_SELECTED EXTRACT_:
╭──

The Complete Christian: First Meditation

Prayer — Orare

  • The Gospel Passage: Mark 3:13-15
  • The Contemplative Dimension
  • The Importance of Prayer
  • Prayer as Relationship
  • Prayer as a Response
  • The Decision to Pray Daily
  • Conclusion: The First Dimension


The Gospel Passage: Mark 3:13-15

In three verses from the third chapter of his Gospel, St. Mark sketches one of the most important moments in Christ’s earthly ministry, the calling of his Twelve Apostles.
These twelve men were already followers of Jesus, along with a crowd of others. But Jesus picked them out of that crowd, and spent the rest of his earthly ministry preparing them for their mission of leading and spreading the Church.
Here’s how St. Mark describes the encounter:
He [Jesus] now went up onto the mountain and summoned those he wanted. So they came to him, and he appointed twelve; they were to be his companions and to be sent out to proclaim the message, with power to drive out devils.
– Mark 3:13-15, NJB

The Contemplative Dimension

Jesus summons his Twelve Apostles, and sets them apart. What for? What does he want from them?
The first thing he wants from them is so simple, and so beautiful, and so amazing. St. Mark tells us that Jesus appointed them “to be his companions.” And this is the first dimension of the Christian life, the contemplative dimension.
We are all called to be Christ’s companions, to spend time with him, to get to know him. And how do we do that? Primarily through prayer. Prayer is spending time with the Lord, “being his companion.”
When Jesus pulled us out of the crowd and set us aside to be his followers, he was calling us first and foremost to a life of prayer, of an ongoing friendship with him that would take place through an intimate exchange
of thoughts and words and affections, always in an atmosphere of faith.
Imagine trying to build and deepen a friendship without communicating or spending time with your friend.
In the same way, how can we let God fill our life with joy, light, strength, and purpose if we don’t spend time with him, get to know him, enter into a dynamic, personal relationship with him in prayer?
St. Paul urges us to “pray without ceasing.” (1 Thessalonians 5:17).
Christ himself admonishes us:
Watch and pray that you may not undergo the test. The spirit is willing but the flesh is weak.
But we live in a secularized culture, a culture based not on faith in God, but on faith in our own abilities to create heaven on earth. God is seen as something irrelevant. And as a result, prayer — personal conversation with God, contact with the Savior, developing a relationship with Christ — is seen as optional and tangential.

╰──

_GIVEN REQUEST 1_: Which lines of the records contain the string "person", with case counting? Pick out each of those lines and copy it.
The meditation and the records come from unrelated sources.

_DATASET ENTRIES_:

╭──

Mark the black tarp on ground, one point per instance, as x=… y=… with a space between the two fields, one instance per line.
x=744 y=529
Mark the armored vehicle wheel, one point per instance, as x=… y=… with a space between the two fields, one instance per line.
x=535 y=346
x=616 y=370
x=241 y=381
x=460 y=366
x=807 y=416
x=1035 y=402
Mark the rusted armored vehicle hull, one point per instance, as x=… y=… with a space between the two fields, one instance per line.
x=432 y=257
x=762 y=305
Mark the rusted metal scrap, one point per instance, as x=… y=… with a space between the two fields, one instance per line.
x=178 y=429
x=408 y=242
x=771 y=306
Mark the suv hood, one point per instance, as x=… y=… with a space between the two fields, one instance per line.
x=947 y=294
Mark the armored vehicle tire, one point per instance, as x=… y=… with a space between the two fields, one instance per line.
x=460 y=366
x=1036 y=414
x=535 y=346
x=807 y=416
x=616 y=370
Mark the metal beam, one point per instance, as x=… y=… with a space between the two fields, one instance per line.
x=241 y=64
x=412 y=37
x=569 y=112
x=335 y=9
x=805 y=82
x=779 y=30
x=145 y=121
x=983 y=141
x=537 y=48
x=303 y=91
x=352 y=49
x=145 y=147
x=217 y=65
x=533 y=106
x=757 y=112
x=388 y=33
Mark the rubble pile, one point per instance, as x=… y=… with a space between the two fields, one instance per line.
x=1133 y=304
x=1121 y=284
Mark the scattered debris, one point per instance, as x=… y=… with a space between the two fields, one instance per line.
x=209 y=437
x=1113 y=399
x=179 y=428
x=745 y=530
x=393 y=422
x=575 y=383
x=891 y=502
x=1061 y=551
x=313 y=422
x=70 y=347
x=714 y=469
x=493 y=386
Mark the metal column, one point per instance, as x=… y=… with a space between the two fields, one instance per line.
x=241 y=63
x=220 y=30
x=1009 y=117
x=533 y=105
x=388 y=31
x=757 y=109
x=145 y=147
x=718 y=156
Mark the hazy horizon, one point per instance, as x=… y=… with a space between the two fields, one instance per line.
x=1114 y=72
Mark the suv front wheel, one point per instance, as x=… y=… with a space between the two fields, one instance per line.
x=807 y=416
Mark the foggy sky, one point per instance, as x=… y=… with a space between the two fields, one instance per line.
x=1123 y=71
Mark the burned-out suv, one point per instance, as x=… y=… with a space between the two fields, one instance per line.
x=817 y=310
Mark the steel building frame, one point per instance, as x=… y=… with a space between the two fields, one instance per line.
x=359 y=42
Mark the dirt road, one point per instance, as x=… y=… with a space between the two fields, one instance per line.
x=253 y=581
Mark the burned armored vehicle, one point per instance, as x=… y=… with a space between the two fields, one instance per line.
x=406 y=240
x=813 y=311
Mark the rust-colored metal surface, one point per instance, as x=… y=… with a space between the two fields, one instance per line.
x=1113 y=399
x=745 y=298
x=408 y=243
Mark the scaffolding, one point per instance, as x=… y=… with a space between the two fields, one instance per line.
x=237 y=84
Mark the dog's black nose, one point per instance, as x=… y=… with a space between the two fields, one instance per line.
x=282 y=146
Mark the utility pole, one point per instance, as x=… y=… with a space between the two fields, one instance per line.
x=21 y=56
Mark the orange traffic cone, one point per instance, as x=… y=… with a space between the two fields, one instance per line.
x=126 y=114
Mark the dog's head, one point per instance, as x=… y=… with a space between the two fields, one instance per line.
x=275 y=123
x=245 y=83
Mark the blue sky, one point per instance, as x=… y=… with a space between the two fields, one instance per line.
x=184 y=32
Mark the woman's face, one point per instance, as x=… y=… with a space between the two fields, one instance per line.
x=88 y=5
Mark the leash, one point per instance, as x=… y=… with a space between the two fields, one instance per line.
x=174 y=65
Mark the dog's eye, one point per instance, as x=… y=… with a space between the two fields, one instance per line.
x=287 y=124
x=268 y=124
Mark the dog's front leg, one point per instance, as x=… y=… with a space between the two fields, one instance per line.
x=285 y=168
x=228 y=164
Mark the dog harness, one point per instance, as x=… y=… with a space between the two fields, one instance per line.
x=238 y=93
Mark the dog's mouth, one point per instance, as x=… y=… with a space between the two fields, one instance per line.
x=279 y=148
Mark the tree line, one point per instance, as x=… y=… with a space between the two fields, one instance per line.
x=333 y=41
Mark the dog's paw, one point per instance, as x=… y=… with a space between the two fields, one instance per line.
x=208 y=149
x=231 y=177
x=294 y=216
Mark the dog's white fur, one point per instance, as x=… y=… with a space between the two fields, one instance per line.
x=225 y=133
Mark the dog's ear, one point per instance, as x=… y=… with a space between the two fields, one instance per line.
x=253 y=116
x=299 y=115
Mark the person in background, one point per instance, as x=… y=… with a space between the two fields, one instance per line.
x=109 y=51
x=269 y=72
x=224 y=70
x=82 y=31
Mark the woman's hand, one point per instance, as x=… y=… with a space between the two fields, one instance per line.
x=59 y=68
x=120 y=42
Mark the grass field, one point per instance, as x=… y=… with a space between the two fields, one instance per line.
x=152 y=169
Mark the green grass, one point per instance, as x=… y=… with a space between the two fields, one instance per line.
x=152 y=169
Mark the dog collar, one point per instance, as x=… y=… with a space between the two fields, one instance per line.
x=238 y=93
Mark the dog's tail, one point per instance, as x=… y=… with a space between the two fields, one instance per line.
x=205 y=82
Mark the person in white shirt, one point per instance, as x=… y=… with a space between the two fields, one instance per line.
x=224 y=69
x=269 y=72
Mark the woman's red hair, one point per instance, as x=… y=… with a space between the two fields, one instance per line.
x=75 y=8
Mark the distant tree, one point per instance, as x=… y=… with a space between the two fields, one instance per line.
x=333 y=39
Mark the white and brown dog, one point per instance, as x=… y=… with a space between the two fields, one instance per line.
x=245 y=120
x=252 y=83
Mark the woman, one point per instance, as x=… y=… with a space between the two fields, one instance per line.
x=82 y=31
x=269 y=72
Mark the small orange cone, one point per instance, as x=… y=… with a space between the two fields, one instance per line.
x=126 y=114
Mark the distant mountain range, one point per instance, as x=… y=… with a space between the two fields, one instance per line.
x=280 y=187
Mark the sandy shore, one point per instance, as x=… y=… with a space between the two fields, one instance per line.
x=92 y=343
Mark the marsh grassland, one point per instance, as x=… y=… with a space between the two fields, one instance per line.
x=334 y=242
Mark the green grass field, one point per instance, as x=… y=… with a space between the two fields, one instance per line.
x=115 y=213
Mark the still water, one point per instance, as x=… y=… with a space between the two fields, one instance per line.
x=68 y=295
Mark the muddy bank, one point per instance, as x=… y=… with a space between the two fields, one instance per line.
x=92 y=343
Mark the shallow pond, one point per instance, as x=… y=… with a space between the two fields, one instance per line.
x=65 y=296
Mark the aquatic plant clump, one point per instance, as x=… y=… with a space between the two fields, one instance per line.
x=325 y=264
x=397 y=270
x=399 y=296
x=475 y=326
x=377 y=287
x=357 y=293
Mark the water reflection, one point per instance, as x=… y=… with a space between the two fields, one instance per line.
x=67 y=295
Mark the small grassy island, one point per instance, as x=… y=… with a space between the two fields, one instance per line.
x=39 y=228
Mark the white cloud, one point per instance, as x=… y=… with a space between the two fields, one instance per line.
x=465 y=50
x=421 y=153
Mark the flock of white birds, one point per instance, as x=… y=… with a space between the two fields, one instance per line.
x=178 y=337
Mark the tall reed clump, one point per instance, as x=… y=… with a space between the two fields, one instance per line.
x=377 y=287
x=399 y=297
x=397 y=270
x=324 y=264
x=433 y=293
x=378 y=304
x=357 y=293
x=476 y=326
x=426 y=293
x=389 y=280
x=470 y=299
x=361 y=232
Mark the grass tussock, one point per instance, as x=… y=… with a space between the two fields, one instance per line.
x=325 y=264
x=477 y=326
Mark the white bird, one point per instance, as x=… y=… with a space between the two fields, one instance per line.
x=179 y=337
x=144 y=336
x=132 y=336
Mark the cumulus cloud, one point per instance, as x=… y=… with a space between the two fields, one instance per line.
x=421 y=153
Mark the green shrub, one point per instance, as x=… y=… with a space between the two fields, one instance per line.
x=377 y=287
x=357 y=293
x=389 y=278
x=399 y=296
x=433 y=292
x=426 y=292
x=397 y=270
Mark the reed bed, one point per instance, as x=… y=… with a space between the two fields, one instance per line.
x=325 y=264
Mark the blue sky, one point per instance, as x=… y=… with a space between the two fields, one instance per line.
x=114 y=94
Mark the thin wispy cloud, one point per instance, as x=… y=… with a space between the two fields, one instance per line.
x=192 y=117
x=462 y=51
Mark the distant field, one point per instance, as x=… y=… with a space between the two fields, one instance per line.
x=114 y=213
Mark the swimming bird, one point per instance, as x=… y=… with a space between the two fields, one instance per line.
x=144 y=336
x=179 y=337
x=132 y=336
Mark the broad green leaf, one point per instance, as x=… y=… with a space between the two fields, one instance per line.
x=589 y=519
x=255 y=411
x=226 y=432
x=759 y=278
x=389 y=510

╰──

_GIVEN REQUEST 2_: According to the meditation, what is the first dimension of the Christian life?

_FULL SOLUTION 1_:
Mark the person in background, one point per instance, as x=… y=… with a space between the two fields, one instance per line.
Mark the person in white shirt, one point per instance, as x=… y=… with a space between the two fields, one instance per line.

_FULL SOLUTION 2_: The contemplative dimension.